Work to be completed: Please state how many lines in the records below contain the word "truck"; the number alone is the answer.
──────── Raw data
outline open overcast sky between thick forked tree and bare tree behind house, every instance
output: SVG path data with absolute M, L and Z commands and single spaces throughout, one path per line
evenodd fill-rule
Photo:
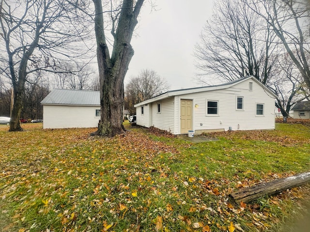
M 153 0 L 156 11 L 144 3 L 136 36 L 135 55 L 125 84 L 142 69 L 153 69 L 166 78 L 170 90 L 199 86 L 195 83 L 194 46 L 212 15 L 213 0 Z

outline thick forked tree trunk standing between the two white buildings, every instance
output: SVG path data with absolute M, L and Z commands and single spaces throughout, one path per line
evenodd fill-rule
M 102 1 L 93 0 L 101 104 L 101 122 L 96 134 L 112 137 L 125 131 L 123 126 L 124 77 L 134 55 L 130 42 L 143 2 L 144 0 L 123 0 L 121 5 L 113 8 L 110 1 L 109 13 L 106 14 L 111 18 L 111 34 L 114 39 L 110 55 Z

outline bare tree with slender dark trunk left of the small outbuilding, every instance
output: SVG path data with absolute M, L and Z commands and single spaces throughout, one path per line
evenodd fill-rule
M 71 46 L 89 36 L 87 27 L 75 17 L 77 4 L 66 0 L 0 2 L 0 70 L 14 88 L 10 131 L 22 130 L 19 117 L 29 74 L 38 70 L 55 72 L 60 59 L 83 53 L 83 46 Z

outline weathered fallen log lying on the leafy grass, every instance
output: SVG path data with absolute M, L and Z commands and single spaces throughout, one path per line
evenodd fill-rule
M 275 195 L 283 190 L 301 186 L 310 181 L 310 172 L 280 178 L 257 186 L 243 188 L 229 195 L 234 202 L 251 202 L 265 195 Z

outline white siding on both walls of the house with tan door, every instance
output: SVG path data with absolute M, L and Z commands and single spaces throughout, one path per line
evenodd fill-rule
M 251 84 L 250 84 L 251 83 Z M 249 91 L 251 86 L 252 91 Z M 209 91 L 190 92 L 179 90 L 180 94 L 162 98 L 161 113 L 158 114 L 158 100 L 144 104 L 144 117 L 137 106 L 137 124 L 145 127 L 154 126 L 161 130 L 180 134 L 180 101 L 192 100 L 192 129 L 225 130 L 269 130 L 275 129 L 275 96 L 264 89 L 254 77 L 228 88 Z M 175 93 L 175 92 L 172 92 Z M 238 109 L 237 99 L 242 97 L 242 110 Z M 207 101 L 218 102 L 217 116 L 207 115 Z M 241 103 L 241 102 L 240 102 Z M 263 103 L 263 116 L 256 116 L 256 103 Z M 197 107 L 194 107 L 197 104 Z M 147 110 L 146 107 L 150 108 Z

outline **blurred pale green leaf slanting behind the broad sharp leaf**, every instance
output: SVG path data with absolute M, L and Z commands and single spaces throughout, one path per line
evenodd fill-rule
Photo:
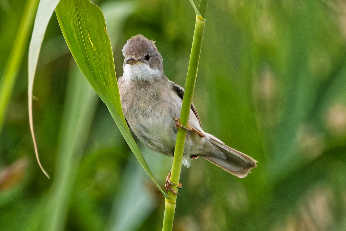
M 121 10 L 121 14 L 108 14 L 108 18 L 105 15 L 111 28 L 121 27 L 133 12 L 131 2 L 108 3 L 104 7 L 110 12 Z M 115 34 L 113 38 L 118 38 L 117 35 Z M 56 170 L 44 219 L 40 222 L 43 223 L 43 230 L 63 230 L 65 227 L 71 194 L 75 189 L 71 186 L 75 185 L 77 169 L 80 166 L 98 102 L 99 97 L 78 66 L 74 65 L 67 84 Z

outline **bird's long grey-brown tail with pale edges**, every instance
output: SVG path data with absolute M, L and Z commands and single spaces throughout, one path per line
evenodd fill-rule
M 215 152 L 207 156 L 201 155 L 206 160 L 214 163 L 225 171 L 239 178 L 246 177 L 251 169 L 257 166 L 257 161 L 253 158 L 227 146 L 215 136 L 208 134 L 211 144 L 215 146 Z

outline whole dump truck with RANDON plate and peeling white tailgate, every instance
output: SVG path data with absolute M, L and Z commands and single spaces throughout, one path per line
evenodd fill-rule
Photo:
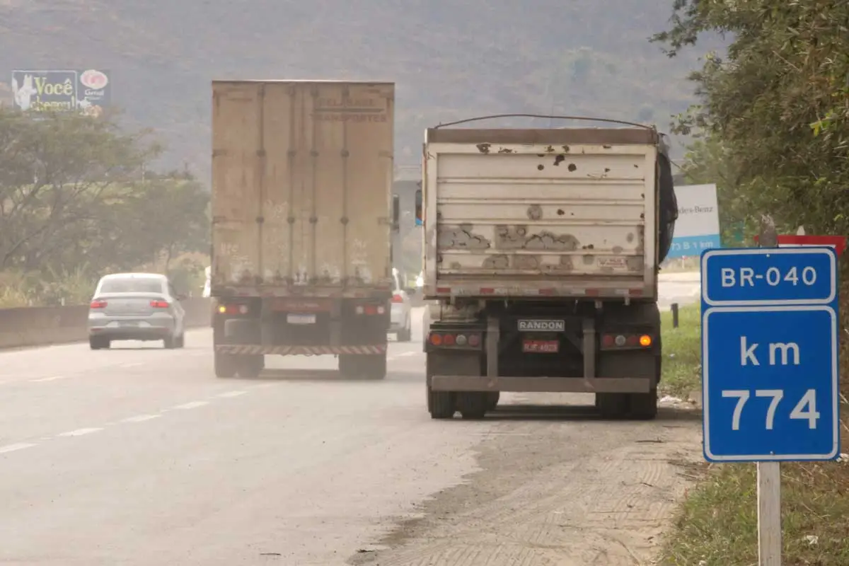
M 484 417 L 501 391 L 594 393 L 605 417 L 655 417 L 678 205 L 665 137 L 624 124 L 426 131 L 431 417 Z

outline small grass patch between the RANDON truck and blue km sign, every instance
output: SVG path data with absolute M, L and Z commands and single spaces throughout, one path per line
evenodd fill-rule
M 663 378 L 661 392 L 687 399 L 701 389 L 700 305 L 678 309 L 678 328 L 672 326 L 672 312 L 661 313 Z

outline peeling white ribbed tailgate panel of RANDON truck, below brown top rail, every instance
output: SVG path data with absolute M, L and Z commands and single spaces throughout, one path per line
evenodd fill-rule
M 572 145 L 555 156 L 532 146 L 482 153 L 431 143 L 427 156 L 436 286 L 650 285 L 654 145 Z

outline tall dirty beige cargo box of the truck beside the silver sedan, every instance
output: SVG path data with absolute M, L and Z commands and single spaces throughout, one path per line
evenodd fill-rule
M 388 82 L 213 81 L 213 296 L 391 293 L 394 98 Z

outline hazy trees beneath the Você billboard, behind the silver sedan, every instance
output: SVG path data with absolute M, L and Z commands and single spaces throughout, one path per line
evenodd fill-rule
M 177 255 L 207 251 L 209 195 L 187 174 L 145 172 L 160 153 L 145 133 L 85 116 L 34 120 L 0 110 L 0 272 L 7 287 L 17 273 L 18 283 L 43 299 L 61 295 L 62 280 L 91 282 L 141 266 L 167 270 Z

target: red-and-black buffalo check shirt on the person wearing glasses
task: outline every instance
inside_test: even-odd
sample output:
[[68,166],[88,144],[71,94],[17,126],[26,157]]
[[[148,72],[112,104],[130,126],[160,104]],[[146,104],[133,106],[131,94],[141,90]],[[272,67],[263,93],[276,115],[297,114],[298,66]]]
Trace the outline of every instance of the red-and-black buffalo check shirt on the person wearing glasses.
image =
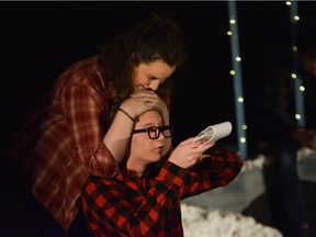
────────────────
Written solution: 4